§ AUFGABENSTELLUNG: Gib die Datensätze als Markdown-Tabelle mit den Spalten Nr und Zeile wieder, und zwar vom Anfang der Datensätze bis einschließlich der Zeile mit "positive clicks: (13, 43)". Leerzeilen entfallen.

------------------------------------

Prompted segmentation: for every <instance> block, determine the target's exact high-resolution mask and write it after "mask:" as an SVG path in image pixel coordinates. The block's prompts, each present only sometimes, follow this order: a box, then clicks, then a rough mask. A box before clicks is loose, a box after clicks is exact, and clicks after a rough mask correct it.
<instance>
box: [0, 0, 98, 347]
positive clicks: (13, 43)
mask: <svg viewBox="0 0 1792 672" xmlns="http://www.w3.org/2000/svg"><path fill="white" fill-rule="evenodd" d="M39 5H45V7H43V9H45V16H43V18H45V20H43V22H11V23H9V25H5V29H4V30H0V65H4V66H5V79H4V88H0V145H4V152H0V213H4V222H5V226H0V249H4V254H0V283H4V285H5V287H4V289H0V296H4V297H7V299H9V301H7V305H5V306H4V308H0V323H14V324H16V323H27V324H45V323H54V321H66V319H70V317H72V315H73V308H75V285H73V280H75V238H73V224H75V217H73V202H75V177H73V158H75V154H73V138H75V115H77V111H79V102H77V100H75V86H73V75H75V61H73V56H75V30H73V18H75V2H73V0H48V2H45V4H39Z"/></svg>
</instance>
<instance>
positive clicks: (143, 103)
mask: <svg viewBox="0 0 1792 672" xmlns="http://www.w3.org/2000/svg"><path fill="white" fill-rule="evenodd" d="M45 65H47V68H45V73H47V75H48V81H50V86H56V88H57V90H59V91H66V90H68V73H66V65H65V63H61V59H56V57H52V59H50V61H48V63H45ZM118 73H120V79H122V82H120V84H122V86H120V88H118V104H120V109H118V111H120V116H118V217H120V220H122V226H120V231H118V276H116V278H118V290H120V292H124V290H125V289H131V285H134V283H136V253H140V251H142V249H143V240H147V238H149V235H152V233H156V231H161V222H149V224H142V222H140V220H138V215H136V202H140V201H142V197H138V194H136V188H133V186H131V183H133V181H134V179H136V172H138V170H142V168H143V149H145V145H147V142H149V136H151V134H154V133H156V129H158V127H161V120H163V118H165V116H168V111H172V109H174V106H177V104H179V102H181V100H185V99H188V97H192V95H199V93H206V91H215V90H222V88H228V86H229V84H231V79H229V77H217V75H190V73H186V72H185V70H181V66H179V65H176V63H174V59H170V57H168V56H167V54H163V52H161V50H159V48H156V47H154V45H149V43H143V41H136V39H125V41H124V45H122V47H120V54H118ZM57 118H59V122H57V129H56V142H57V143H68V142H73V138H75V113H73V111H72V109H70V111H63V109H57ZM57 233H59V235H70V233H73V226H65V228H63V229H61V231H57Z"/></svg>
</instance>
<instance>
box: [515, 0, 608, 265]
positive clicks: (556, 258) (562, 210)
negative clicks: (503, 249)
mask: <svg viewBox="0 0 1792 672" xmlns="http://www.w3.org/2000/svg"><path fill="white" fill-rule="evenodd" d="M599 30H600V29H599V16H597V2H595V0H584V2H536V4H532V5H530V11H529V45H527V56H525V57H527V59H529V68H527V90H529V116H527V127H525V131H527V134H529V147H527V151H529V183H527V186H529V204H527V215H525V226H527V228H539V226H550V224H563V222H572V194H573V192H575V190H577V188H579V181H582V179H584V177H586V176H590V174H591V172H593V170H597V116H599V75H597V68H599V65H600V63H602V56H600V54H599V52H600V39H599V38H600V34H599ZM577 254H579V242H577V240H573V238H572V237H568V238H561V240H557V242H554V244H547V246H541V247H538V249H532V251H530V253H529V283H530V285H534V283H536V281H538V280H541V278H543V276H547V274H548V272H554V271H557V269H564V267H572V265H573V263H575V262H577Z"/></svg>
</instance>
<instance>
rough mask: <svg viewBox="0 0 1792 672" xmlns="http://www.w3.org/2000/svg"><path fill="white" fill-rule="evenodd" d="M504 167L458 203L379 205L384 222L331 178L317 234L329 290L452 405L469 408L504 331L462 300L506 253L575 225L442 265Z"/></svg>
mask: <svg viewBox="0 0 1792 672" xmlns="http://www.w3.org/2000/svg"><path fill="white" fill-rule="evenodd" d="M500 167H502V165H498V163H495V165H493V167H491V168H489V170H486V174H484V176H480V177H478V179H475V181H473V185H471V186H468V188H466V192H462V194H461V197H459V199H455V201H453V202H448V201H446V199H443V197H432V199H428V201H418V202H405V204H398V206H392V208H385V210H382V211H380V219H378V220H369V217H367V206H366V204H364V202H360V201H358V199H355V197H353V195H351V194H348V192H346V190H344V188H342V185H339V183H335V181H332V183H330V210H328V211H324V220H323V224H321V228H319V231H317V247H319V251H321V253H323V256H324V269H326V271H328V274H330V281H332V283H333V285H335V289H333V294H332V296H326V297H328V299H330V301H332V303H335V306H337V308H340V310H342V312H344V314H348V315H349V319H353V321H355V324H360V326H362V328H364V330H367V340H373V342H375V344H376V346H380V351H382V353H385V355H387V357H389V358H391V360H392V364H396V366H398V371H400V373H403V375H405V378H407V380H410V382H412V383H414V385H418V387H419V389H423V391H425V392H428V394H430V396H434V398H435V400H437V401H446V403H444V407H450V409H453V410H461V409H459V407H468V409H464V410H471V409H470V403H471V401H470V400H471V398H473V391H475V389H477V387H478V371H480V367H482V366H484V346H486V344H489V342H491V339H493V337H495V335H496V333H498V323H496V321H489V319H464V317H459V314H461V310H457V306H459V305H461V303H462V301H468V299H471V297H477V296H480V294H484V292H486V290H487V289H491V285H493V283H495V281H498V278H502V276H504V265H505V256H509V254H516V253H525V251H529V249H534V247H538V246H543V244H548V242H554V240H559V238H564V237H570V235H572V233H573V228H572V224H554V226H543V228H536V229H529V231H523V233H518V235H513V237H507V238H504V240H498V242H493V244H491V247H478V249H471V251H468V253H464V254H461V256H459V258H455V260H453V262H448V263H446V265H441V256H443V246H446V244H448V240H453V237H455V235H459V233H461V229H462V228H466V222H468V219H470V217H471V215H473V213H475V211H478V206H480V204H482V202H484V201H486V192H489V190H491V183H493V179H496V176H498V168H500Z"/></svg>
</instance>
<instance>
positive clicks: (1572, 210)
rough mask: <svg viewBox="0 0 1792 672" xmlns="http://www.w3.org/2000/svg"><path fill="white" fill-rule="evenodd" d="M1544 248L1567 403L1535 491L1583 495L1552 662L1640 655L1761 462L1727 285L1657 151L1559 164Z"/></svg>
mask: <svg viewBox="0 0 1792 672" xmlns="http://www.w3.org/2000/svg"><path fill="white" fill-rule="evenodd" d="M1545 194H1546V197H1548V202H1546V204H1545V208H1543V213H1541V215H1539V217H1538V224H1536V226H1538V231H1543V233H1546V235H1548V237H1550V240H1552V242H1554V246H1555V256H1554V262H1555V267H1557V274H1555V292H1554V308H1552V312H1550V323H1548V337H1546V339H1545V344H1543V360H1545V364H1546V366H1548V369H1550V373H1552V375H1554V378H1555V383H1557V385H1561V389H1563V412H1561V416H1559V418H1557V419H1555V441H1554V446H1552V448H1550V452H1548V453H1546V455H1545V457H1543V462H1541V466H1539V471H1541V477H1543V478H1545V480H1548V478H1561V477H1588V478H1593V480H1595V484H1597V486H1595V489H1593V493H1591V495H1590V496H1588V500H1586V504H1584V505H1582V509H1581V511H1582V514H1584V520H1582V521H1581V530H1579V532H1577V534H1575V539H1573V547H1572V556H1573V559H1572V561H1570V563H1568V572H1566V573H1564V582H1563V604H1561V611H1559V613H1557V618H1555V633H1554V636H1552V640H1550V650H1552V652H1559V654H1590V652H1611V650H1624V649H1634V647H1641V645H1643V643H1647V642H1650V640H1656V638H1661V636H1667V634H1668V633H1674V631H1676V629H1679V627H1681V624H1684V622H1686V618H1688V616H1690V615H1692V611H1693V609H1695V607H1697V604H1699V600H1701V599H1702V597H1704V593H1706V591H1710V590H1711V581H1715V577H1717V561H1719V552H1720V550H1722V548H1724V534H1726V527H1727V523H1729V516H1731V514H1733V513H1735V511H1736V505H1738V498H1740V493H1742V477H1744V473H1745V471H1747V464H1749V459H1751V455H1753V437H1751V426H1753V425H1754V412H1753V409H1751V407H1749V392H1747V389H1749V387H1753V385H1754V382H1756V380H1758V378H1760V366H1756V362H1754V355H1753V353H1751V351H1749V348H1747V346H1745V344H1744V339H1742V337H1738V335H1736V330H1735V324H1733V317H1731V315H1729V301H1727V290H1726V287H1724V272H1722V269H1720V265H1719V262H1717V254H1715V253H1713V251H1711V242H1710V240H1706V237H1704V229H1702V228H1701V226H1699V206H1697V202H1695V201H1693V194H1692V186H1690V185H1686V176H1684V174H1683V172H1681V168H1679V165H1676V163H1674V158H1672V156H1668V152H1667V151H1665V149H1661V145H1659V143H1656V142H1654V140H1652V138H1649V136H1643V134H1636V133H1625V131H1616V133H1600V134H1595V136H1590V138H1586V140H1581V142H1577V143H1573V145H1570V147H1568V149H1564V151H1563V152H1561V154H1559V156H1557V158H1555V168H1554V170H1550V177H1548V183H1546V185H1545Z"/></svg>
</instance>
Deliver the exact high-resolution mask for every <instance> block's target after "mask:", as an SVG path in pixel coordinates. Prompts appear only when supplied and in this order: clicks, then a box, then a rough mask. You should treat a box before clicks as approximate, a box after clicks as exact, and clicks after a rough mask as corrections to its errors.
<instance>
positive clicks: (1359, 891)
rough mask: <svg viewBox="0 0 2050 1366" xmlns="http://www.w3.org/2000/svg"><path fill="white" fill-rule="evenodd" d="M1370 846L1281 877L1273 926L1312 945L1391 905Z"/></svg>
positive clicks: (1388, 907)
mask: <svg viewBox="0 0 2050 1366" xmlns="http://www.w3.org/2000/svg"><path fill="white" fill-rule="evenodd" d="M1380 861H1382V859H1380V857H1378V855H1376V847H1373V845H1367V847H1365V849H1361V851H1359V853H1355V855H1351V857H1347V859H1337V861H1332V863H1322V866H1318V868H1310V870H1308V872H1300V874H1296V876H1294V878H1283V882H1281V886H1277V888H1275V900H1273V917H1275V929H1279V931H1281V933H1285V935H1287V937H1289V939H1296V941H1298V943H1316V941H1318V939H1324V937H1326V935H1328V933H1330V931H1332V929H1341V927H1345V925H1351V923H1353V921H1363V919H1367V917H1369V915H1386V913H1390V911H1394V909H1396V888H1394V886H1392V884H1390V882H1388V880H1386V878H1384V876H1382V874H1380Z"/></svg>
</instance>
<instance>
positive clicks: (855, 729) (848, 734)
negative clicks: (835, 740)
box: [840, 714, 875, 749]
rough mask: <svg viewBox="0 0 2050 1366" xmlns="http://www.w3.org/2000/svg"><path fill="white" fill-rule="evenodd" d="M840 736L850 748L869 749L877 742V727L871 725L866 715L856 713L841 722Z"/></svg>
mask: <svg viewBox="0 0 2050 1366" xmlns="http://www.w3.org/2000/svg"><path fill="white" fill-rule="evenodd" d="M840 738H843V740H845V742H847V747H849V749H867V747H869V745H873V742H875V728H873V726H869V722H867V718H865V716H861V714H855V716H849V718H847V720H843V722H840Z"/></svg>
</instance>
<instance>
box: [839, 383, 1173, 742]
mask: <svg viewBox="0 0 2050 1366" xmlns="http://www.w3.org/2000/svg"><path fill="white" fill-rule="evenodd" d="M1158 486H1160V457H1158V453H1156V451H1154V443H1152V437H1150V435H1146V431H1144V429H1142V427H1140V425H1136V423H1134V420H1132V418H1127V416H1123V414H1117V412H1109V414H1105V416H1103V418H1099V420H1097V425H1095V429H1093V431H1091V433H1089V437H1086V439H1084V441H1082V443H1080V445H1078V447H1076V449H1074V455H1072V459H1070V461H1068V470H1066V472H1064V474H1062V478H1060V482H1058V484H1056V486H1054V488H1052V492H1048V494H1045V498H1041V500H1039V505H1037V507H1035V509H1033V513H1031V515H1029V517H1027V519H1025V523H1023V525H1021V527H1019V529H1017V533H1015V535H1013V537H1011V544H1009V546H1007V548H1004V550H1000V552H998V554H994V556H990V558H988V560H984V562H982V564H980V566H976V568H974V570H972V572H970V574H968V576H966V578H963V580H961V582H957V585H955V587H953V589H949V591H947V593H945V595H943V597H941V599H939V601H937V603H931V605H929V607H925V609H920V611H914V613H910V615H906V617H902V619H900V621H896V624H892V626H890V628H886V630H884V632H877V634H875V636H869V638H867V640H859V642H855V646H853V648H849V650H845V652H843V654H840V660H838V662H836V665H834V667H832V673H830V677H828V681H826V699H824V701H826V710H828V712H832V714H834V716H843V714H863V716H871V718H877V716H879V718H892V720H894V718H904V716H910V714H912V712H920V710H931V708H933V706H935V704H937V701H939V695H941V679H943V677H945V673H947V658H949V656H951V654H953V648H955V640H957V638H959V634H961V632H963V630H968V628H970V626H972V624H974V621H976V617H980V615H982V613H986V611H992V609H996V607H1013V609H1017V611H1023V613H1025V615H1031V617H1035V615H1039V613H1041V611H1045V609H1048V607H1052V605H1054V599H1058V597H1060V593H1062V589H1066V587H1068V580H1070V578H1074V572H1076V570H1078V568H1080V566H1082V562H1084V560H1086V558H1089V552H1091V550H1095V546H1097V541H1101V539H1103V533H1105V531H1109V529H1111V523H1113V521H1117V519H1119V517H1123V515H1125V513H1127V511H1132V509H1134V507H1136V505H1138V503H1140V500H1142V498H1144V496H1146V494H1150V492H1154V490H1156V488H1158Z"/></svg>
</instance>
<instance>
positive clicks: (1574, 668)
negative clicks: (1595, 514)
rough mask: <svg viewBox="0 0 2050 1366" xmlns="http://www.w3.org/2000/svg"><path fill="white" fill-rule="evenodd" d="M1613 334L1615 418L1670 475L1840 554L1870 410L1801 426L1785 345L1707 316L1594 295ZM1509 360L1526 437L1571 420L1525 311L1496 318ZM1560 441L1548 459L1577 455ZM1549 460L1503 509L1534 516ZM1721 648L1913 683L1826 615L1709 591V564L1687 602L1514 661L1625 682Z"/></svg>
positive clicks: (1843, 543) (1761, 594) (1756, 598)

------------------------------------

§ ERGEBNIS:
| Nr | Zeile |
|---|---|
| 1 | Prompted segmentation: for every <instance> block, determine the target's exact high-resolution mask and write it after "mask:" as an SVG path in image pixel coordinates. The block's prompts, each present only sometimes, follow this order: a box, then clicks, then a rough mask. A box before clicks is loose, a box after clicks is exact, and clicks after a rough mask correct it. |
| 2 | <instance> |
| 3 | box: [0, 0, 98, 347] |
| 4 | positive clicks: (13, 43) |